Aim
Can you render the lines below, from the one containing "# Target: brass lamp shade" through the very last line, both included, as a JSON list of strings with one string per line and blank lines left out?

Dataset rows
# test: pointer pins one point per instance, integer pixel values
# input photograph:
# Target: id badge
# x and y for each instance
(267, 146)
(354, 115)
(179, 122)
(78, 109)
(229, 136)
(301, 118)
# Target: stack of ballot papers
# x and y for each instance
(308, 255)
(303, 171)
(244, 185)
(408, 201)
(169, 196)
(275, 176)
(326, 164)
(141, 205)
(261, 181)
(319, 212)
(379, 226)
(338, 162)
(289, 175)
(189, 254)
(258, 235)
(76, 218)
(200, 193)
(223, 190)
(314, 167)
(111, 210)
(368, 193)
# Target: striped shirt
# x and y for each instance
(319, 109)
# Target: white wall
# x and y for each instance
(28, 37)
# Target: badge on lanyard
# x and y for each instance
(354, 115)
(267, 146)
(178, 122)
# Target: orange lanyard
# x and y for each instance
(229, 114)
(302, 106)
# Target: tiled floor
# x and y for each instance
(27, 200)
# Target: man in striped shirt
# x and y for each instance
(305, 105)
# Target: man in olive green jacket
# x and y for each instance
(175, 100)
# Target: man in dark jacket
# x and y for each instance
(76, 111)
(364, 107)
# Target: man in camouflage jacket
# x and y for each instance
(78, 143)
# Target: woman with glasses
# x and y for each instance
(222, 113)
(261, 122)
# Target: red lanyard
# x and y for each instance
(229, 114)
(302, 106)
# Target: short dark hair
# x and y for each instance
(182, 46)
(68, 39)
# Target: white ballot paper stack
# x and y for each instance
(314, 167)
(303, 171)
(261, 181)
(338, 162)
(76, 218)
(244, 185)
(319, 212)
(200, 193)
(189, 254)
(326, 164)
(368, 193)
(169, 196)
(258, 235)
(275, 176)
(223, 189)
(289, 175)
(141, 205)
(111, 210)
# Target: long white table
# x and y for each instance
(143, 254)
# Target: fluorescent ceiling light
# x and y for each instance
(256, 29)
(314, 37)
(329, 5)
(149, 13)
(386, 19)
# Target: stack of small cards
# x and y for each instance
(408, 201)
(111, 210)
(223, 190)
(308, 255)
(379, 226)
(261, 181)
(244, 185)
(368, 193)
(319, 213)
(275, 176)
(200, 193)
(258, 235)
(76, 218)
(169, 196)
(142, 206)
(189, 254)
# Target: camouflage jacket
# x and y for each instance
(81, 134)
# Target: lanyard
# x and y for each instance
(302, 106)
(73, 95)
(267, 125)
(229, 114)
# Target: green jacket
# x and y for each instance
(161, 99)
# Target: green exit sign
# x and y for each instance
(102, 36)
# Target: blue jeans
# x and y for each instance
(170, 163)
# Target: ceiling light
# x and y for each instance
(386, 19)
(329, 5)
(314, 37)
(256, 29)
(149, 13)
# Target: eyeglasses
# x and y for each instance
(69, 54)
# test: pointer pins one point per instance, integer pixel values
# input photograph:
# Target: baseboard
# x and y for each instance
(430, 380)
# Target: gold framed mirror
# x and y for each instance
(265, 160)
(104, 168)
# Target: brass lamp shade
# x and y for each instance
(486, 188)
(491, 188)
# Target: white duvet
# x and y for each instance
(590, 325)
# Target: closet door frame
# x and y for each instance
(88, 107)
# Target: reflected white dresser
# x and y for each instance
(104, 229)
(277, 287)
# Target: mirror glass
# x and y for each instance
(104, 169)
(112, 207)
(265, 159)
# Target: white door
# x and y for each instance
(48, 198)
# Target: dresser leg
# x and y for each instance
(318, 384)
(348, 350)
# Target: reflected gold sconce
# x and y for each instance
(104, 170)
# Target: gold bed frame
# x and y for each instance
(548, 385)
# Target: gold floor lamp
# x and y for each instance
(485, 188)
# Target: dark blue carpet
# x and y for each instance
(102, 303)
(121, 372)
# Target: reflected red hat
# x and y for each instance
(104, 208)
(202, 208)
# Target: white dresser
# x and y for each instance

Answer to the problem
[
  "# Target: brass lamp shade",
  "# x and y for each instance",
  "(486, 188)",
  "(491, 188)",
  "# Target: white duvet",
  "# x and y for each instance",
  "(590, 325)",
  "# Target: closet door frame",
  "# x and y for each instance",
  "(88, 107)",
  "# Target: reflected white dresser",
  "# x and y for each instance",
  "(104, 229)",
  "(277, 287)",
  "# Target: mirror glass",
  "# x and y for each instance",
  "(104, 169)",
  "(112, 207)",
  "(265, 159)",
  "# Target: white door",
  "# x and y for each instance",
  "(48, 198)",
  "# Target: dresser leg",
  "# x and y for each instance",
  "(318, 384)",
  "(348, 350)",
  "# Target: reflected gold sconce",
  "# x and y for each instance",
  "(104, 170)",
  "# Target: gold bed frame",
  "# x and y for each instance",
  "(548, 385)",
  "# Target: gold floor lamp",
  "# x and y for each instance",
  "(485, 188)",
  "# Target: dark blue carpet",
  "# x and y for each instance",
  "(102, 303)",
  "(121, 372)",
  "# Target: reflected red hat",
  "# x and y for each instance",
  "(104, 208)",
  "(202, 208)",
  "# Target: white dresser",
  "# x and y for each instance"
]